● **ASSIGNMENT**: The answer is a number and only a number: how many lines of the data include the string "groom"?

● **DATA EXCERPTS**:
⟨

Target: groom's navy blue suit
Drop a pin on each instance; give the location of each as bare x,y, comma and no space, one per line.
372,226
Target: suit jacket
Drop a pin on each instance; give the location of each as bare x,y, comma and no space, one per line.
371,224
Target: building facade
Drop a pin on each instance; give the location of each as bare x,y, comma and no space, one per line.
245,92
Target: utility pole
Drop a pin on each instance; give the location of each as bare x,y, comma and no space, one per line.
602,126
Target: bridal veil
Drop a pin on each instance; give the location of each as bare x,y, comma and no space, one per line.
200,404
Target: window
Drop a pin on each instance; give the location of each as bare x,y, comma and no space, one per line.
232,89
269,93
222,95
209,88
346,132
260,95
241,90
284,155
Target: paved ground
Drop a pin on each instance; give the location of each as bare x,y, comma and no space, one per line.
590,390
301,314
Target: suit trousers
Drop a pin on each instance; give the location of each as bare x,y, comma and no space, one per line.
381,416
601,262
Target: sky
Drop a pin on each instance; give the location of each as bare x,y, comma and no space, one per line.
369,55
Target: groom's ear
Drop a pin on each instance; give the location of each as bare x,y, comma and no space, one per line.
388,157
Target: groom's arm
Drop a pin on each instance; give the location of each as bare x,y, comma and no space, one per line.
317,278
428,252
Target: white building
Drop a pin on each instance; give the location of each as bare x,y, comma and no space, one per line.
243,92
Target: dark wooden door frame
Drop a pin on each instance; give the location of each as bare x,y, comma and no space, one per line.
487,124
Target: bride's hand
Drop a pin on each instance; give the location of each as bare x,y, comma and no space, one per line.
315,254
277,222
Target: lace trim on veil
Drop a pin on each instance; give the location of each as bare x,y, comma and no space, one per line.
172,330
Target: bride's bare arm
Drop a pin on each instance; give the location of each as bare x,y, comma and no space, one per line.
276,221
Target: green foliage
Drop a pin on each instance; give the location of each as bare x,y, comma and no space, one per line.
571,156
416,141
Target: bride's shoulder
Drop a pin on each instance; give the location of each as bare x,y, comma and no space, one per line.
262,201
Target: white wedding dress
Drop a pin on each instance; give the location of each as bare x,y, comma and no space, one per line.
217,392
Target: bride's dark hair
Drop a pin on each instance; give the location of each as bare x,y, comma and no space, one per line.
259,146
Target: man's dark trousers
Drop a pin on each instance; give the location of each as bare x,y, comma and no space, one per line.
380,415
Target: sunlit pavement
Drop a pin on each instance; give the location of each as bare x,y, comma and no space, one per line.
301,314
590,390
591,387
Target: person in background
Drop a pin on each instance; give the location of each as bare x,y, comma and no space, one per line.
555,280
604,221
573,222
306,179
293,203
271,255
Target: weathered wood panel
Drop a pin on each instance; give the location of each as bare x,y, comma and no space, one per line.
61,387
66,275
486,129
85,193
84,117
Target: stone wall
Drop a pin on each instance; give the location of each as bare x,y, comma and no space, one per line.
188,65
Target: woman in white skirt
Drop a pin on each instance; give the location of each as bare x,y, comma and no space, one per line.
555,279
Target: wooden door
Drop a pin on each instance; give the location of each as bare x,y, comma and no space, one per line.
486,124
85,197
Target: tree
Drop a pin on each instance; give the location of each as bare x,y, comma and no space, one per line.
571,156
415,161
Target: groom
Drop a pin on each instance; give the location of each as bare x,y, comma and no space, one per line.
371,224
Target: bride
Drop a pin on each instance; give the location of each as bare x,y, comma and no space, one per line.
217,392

⟩

● **ANSWER TO THIS PROBLEM**: 4